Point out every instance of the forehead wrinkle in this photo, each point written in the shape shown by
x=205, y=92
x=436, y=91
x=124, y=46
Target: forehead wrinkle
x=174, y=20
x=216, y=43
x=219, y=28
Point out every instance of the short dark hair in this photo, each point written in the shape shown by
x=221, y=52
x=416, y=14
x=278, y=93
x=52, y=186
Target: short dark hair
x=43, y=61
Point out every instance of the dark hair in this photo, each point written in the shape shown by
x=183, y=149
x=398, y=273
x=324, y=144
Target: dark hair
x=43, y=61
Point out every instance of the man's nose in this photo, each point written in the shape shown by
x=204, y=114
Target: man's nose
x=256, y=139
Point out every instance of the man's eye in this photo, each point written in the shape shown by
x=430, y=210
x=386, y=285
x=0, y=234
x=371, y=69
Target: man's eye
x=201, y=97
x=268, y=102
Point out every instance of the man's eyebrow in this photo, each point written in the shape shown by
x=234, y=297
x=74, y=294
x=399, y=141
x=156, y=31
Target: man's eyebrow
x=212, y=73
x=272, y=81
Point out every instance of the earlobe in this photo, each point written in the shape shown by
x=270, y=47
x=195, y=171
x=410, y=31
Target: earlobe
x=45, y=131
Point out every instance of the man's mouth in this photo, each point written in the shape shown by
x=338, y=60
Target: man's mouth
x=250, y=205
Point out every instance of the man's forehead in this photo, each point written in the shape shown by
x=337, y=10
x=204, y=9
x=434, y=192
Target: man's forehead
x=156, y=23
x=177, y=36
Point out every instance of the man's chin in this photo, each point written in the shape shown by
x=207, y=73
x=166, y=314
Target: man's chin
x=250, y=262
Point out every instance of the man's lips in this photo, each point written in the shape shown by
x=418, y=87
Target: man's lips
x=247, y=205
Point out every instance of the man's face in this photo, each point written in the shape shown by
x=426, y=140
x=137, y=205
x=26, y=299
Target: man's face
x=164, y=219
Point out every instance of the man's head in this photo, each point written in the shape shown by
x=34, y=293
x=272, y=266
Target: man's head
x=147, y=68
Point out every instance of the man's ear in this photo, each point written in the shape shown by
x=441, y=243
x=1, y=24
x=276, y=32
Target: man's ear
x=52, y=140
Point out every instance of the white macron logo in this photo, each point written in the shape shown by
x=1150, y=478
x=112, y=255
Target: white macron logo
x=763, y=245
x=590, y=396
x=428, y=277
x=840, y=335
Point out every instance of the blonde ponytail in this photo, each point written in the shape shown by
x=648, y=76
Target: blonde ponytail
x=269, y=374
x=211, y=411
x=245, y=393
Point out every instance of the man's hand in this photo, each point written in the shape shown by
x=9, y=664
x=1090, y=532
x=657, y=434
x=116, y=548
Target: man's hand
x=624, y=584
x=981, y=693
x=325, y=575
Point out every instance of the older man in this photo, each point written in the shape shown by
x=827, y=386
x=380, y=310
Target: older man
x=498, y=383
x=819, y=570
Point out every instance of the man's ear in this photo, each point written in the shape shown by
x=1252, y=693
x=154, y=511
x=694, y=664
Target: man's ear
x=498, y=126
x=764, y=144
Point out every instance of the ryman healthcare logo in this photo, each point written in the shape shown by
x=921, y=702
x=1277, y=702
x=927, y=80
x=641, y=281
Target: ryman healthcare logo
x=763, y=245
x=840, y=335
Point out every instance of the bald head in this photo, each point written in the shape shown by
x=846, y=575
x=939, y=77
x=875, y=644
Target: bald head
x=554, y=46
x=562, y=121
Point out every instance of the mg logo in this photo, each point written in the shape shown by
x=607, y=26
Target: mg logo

•••

Copy out every one of the lines above word for word, with no changes.

Point out every instance of the forehead wrinkle in this photo, each point written in the shape shown by
x=205, y=92
x=436, y=91
x=124, y=46
Target: forehead wrinkle
x=174, y=20
x=216, y=43
x=219, y=28
Point out every instance of the short dark hair in this photo, each point written in the shape shown by
x=221, y=52
x=416, y=14
x=278, y=93
x=52, y=186
Target: short dark hair
x=43, y=61
Point out every instance of the dark hair in this photo, each point written in the shape shown by
x=183, y=149
x=398, y=273
x=324, y=144
Target: dark hair
x=43, y=61
Point out every instance of the man's nose in this photo, each point written in the shape shown by
x=204, y=114
Target: man's nose
x=256, y=139
Point out every instance of the man's eye in this photo, each point written in the shape shown by
x=430, y=210
x=386, y=285
x=0, y=234
x=371, y=69
Target: man's eye
x=201, y=97
x=268, y=102
Point out every instance of the man's eyebrow in this photo, each point written in the shape shown by
x=234, y=297
x=74, y=294
x=399, y=141
x=156, y=31
Target: man's eyebrow
x=212, y=73
x=272, y=81
Point out every instance of the earlobe in this photo, each point written in the shape shown by
x=270, y=47
x=195, y=171
x=410, y=31
Target: earlobe
x=45, y=131
Point out every instance of the man's mouth in this photo, each point written in the shape shown by
x=338, y=60
Target: man's mouth
x=250, y=205
Point out every instance of the man's forehead in this photo, each point written in the shape shown by
x=337, y=10
x=204, y=9
x=434, y=192
Target: man's forehead
x=156, y=23
x=177, y=36
Point out every instance of the man's chin in this photo, each point written in the shape shown by
x=207, y=73
x=166, y=314
Target: man's chin
x=250, y=262
Point out every instance of the man's lips in this photo, each point written in the shape shown by
x=418, y=87
Target: man's lips
x=247, y=205
Point out every instance of the man's face in this photo, each point written in the shape shown by
x=426, y=140
x=137, y=205
x=26, y=299
Target: man's face
x=164, y=219
Point out every instance of the man's head in this photo, each point written in the shape shown by
x=34, y=293
x=272, y=266
Target: man's head
x=147, y=68
Point out every instance of the man's ear in this photo, each point written in the shape shown by
x=441, y=243
x=1, y=24
x=276, y=32
Target: man's ear
x=52, y=140
Point out every instance of the white macron logo in this photo, each point written in the shape shown by
x=1150, y=478
x=112, y=255
Target: white macron logo
x=763, y=245
x=590, y=396
x=428, y=277
x=840, y=335
Point out every instance of the blonde ponytail in this photo, each point written in the shape shown by
x=648, y=76
Target: blonde ponytail
x=269, y=374
x=211, y=411
x=245, y=393
Point out every instance of the man's hand in this photo, each point written in the shape shown by
x=9, y=664
x=1090, y=532
x=657, y=434
x=116, y=548
Target: man's hand
x=624, y=584
x=981, y=693
x=325, y=575
Point out every instance of the older man in this photo, each point written in the shape shown by
x=827, y=386
x=380, y=310
Target: older man
x=498, y=383
x=819, y=570
Point out every instance of the man's ear in this photo, each point written in the shape shown by
x=1252, y=693
x=154, y=511
x=694, y=664
Target: man's ear
x=498, y=126
x=764, y=144
Point out every instance of the ryman healthcare logo in this photo, each point written in the shape shown by
x=921, y=702
x=1277, y=702
x=927, y=80
x=641, y=281
Target: ryman healthcare logo
x=763, y=245
x=840, y=335
Point out every instance of the bald head in this photo, each point written in the shape shown by
x=846, y=575
x=939, y=77
x=875, y=644
Target: bald head
x=554, y=46
x=562, y=121
Point out every instance of the mg logo in this photo, each point written in the shape shown by
x=607, y=26
Target: mg logo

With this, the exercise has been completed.